Pick out and copy every line of the rows below that contains the word "castle". Only matches with the same capitalization count.

==== Given records ====

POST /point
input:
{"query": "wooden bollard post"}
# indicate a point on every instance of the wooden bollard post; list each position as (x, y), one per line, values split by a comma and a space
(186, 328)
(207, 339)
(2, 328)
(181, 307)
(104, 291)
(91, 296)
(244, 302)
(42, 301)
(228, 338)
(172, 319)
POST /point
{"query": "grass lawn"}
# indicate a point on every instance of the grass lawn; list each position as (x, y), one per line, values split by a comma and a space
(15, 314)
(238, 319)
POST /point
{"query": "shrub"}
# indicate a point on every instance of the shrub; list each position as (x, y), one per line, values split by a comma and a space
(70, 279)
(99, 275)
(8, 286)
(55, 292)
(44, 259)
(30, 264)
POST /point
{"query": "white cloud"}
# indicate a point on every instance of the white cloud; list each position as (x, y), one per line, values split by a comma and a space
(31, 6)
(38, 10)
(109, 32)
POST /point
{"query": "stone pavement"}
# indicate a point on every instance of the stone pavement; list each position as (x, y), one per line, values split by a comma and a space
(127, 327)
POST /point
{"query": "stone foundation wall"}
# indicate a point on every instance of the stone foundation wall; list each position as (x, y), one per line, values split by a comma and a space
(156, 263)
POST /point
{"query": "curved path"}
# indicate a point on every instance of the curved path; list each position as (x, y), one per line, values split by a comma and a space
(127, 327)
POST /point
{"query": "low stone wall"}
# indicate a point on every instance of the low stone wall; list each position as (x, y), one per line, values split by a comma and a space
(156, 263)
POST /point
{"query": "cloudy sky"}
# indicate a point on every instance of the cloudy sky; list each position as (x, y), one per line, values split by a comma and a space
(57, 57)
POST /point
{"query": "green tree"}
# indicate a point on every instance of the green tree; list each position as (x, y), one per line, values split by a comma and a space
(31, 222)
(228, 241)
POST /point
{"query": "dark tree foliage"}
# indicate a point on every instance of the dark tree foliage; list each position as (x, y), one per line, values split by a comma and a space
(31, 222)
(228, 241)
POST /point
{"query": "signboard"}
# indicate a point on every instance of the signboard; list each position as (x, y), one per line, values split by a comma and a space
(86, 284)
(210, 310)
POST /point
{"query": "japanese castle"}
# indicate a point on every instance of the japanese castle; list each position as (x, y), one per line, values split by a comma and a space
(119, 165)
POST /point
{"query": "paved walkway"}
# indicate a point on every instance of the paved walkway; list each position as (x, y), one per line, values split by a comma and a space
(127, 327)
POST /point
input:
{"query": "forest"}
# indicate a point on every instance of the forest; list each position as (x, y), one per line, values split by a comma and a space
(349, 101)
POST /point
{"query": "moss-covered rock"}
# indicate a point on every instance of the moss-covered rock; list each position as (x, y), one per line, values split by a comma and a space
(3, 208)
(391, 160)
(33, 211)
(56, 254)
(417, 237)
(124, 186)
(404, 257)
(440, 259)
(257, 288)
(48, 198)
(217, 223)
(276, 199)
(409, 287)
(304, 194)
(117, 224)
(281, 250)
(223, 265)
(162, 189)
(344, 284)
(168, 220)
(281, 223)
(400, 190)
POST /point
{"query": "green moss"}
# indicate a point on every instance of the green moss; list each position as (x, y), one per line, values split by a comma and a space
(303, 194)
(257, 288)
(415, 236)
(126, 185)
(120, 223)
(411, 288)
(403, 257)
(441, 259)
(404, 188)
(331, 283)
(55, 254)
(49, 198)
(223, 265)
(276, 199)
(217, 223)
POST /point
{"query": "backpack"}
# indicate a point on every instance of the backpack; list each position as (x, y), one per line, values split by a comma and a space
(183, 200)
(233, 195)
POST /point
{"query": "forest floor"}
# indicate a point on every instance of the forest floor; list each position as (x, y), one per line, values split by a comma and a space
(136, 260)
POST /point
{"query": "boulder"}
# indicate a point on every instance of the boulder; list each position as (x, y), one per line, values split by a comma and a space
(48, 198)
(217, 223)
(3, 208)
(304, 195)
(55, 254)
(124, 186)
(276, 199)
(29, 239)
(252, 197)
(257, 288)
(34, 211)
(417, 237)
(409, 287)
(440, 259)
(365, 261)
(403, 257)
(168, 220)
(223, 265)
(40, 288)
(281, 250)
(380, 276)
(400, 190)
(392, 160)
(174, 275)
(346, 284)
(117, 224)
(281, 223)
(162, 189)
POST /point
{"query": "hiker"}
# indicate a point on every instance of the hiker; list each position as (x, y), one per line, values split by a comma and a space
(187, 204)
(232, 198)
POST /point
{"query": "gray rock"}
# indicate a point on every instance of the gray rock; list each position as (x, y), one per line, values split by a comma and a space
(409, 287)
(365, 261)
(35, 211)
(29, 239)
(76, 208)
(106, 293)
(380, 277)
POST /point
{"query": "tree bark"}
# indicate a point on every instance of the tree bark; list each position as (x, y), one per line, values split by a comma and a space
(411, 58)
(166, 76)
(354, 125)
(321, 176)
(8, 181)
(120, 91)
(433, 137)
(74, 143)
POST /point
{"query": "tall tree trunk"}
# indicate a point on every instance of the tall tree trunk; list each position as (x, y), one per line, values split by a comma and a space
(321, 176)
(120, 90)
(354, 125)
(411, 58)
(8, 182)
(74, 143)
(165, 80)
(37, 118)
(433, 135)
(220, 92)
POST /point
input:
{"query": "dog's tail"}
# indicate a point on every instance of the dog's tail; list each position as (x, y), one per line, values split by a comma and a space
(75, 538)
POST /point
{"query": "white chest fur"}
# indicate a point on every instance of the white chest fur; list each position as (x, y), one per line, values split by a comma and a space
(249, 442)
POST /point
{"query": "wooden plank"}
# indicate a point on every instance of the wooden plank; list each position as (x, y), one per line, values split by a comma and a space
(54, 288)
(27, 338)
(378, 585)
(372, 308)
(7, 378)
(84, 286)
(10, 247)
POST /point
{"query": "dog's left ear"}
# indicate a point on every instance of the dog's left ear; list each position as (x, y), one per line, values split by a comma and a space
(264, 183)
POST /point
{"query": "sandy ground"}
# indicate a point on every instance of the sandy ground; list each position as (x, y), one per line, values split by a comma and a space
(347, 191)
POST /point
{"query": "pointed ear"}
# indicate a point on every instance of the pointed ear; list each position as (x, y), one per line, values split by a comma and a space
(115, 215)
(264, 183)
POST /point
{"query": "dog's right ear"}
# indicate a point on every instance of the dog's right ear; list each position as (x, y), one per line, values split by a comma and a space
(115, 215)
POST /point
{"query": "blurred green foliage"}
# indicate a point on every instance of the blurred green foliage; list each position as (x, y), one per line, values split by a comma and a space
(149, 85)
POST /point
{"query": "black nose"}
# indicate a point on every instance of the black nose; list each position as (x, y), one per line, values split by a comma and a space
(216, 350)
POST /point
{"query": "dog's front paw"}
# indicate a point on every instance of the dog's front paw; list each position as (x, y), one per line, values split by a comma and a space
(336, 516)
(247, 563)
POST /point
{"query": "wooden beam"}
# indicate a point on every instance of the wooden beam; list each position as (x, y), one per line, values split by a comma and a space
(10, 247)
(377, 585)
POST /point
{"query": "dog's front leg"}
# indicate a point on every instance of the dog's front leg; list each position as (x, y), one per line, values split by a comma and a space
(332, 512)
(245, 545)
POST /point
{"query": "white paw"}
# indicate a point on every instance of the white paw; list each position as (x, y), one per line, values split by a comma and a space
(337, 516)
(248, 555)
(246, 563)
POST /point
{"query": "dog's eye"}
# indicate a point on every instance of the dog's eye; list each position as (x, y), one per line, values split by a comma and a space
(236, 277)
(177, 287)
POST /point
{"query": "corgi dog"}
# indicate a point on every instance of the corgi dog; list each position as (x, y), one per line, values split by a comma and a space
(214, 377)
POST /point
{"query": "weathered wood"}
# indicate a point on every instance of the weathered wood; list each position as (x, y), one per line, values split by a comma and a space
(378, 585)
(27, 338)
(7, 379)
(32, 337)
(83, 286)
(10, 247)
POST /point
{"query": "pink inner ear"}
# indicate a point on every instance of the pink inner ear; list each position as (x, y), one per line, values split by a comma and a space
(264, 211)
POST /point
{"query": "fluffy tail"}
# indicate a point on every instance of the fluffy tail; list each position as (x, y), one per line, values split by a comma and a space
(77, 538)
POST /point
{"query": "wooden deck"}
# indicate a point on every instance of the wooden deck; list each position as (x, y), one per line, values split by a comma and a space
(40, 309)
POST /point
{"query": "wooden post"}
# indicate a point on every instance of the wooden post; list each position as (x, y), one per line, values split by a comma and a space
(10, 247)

====

=== Worked answer ===
{"query": "japanese castle"}
# indicate a point on every instance of the japanese castle; list each position as (x, y), one per line, values split by a comma and a space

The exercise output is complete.